* What you should do
Set all the entries down again, unaltered.

Stored items from a collection
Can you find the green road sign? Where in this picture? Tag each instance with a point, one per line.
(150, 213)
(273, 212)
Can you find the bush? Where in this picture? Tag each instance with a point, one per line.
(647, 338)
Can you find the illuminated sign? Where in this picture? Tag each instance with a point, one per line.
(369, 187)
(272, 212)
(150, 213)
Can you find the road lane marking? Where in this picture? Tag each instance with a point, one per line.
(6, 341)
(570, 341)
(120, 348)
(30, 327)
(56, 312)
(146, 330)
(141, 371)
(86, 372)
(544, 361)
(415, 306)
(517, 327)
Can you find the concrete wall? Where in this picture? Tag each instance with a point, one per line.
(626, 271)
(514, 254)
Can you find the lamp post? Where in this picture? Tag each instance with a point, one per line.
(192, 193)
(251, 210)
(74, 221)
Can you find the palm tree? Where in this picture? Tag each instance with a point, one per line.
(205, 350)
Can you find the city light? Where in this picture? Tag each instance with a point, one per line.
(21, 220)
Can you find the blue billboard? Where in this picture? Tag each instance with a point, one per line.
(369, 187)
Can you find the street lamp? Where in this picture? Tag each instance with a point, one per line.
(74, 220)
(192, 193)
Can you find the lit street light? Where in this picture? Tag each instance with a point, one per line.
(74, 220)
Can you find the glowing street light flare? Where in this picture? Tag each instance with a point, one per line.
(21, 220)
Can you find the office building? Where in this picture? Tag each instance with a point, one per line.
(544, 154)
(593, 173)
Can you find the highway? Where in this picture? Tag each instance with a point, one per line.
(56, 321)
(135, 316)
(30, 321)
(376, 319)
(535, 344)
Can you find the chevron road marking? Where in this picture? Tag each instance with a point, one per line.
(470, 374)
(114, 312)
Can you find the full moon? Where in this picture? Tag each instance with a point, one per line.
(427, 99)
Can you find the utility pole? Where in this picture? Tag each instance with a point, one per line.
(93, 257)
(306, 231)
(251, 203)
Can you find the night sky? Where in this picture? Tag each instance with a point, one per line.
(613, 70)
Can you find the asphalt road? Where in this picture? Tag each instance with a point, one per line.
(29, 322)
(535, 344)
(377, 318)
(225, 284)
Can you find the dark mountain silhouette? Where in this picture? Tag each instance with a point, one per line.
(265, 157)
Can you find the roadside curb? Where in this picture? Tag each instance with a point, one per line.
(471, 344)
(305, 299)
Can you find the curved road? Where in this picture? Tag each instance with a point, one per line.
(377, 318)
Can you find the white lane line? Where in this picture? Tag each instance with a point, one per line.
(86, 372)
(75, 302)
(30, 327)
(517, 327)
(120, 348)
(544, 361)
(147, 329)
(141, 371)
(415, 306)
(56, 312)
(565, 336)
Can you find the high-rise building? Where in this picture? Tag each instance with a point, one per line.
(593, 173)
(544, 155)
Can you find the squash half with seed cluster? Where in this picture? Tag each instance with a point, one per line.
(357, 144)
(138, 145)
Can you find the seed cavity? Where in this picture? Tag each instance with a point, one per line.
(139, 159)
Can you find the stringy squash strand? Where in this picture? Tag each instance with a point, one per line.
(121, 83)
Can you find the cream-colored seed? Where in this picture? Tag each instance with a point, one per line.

* Problem solution
Can you find the green road sign? Where in this picture? Tag each instance with a point, one per line.
(150, 213)
(273, 212)
Can you find the bush? Where in this picture? Tag each instance with a point, one per line.
(647, 338)
Can you find the illuminated sign? Where in this picture? Tag each instance with a point, one per line.
(369, 187)
(272, 212)
(150, 213)
Can you find the road lane marking? Where in this picture? Tag each instance with a point, one per line.
(6, 341)
(570, 341)
(120, 348)
(30, 327)
(56, 312)
(146, 330)
(141, 371)
(86, 372)
(544, 361)
(415, 306)
(517, 327)
Can you find the concrete wall? Where in this picture? Tag each instance with a point, one per line.
(626, 271)
(514, 254)
Can you find the lamp post? Where in this picture? Tag each instance with a point, one per line.
(192, 193)
(251, 210)
(74, 221)
Can you find the palm tree? Where in this picture? Tag each instance with a point, one per line.
(205, 350)
Can you find the city light? Where in this picture? Tag each instance with a point, one per line.
(21, 220)
Can you find the blue billboard? Where in this picture? Tag each instance with a point, one per line.
(369, 187)
Can you find the street lamp? Where in this picture? Tag each instance with a point, one per line.
(74, 220)
(192, 193)
Can you find the lit street light? Where in this picture? Tag each instance with a point, one per line.
(74, 220)
Can you find the glowing street light flare? Where in this picture? Tag each instance with a point, one per line.
(21, 220)
Can you find the office building? Where in this picture? Tag each instance with a point, one per line.
(544, 154)
(593, 173)
Can you find the highway? Where in this picture? Tag each instance with a point, one per line.
(56, 321)
(135, 316)
(30, 321)
(376, 319)
(535, 344)
Can you find the chevron road marking? Where in this picture? Tag each instance with a point, one per line.
(470, 374)
(114, 312)
Can you find the full moon? Where in this picture? Tag each instance with a point, one per line.
(427, 99)
Can you find the utility pole? Where in this picture? Tag each instance with a point, one per line.
(93, 257)
(306, 231)
(251, 203)
Can you find the night sky? Where in this picture? Tag each instance with a point, one per line.
(613, 70)
Can you find the asphalt road? Where in this picture? Tag each instance with a point, one per line.
(29, 322)
(535, 344)
(377, 318)
(225, 284)
Can you find the dark mountain silhouette? Where in this picture? Tag each instance with a point, one per line.
(265, 157)
Can you find the roadside curb? Where in this picture? Tag each instance with a point, one per line.
(471, 344)
(305, 299)
Can you find the curved road? Where in this picture? Tag each instance with a point, one per line.
(377, 318)
Can you find the white lane line? Where in this picture? Tag each instance with a point, one per line.
(86, 372)
(75, 302)
(30, 327)
(517, 327)
(120, 348)
(544, 361)
(147, 329)
(141, 371)
(415, 306)
(56, 312)
(565, 336)
Can you find the high-rise building? Where in this picture? Tag each instance with a point, one per line.
(593, 173)
(544, 155)
Can you find the squash half with seed cluster? Where in this picture? Tag each instance with a point, one per line.
(357, 144)
(138, 145)
Can you find the seed cavity? Where in this picture? Tag each instance with a point, one per line.
(139, 159)
Can you find the stringy squash strand? Where in this picture? Tag each instance with a point, one per line.
(121, 83)
Can you find the cream-colored seed? Where in this picture? Tag each instance with a point, one per line.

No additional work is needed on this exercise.